▶ [SUPPLIED TEXT]:
★ ★ ★

# Its cold and my puppy won't go potty outside!



## Ardy (Aug 28, 2008)

Help! My puppy has been housebroke for several mo. She is 8 mo. old now. She likes to go outside, but she doesn't like to stay out there alone. It has turned really cold here, the temperature is at zero, but with the wind chill its even colder. it snowed some, but not alot and she has gone potty in the snow before. She hasn't peed or pooped this entire day. When we take her out she starts to squat like she's going to poop, but then she just sits down on her butt and doesn't want to move. I am wishing I had paper trained her, and I'm wondering now, is it too late to train her to go in the house on paper? And how would I go about It? I don't know how she can hold it much longer!


----------



## Mom2Sadie (Jan 28, 2008)

I would just continue to give her the opportunity to go potty outside. It's a pain, but just keep taking her out and telling her the potty command that you use. I've heard of dogs holding it for a looooong time. When she finally goes, praise her like crazy. Your other option is to bundle up and walk her until she goes. I feel for you!!


----------



## TooneyDogs (Aug 6, 2007)

They will learn to go even in the worst of weather. I help mine out by clearing the snow in an area with some wind break. Mine make a dash for the area and a dash back for the house.
Teaching them that it's OK to go inside and outside usually creates potty problems....they stop telling you they need to go out and paper training is not always reliable.

★ ★ ★

▶ [THE DATA]:

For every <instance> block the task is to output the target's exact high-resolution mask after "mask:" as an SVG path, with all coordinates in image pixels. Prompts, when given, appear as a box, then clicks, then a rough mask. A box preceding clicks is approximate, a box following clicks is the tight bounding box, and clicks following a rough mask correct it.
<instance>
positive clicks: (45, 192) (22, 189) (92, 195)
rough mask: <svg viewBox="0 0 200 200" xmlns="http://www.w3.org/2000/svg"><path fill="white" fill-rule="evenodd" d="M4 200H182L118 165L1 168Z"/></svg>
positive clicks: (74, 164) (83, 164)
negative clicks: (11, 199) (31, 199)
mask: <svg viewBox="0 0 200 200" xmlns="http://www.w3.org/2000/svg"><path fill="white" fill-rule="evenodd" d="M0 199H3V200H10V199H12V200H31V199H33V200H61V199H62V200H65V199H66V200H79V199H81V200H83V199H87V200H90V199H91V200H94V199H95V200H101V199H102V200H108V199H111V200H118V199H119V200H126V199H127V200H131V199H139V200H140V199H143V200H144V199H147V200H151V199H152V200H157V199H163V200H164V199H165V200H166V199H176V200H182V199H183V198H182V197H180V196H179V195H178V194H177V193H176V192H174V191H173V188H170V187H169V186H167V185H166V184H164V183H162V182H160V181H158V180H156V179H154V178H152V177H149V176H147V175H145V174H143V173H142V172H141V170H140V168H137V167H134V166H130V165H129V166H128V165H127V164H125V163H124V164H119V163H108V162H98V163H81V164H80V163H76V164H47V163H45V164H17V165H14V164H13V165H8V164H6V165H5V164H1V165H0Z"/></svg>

★ ★ ★

▶ [ACTIVITY LIST]:
A - List the usernames of everyone who posts in the puppy potty thread.
B - According to the puppy potty thread, why is it a bad idea to teach a dog that going inside and going outside are both OK?

▶ [COMPLETED EXERCISE]:
A - Ardy, Mom2Sadie, TooneyDogs

B - TooneyDogs says it usually creates potty problems. The dogs stop telling you they need to go out, and paper training is not always reliable.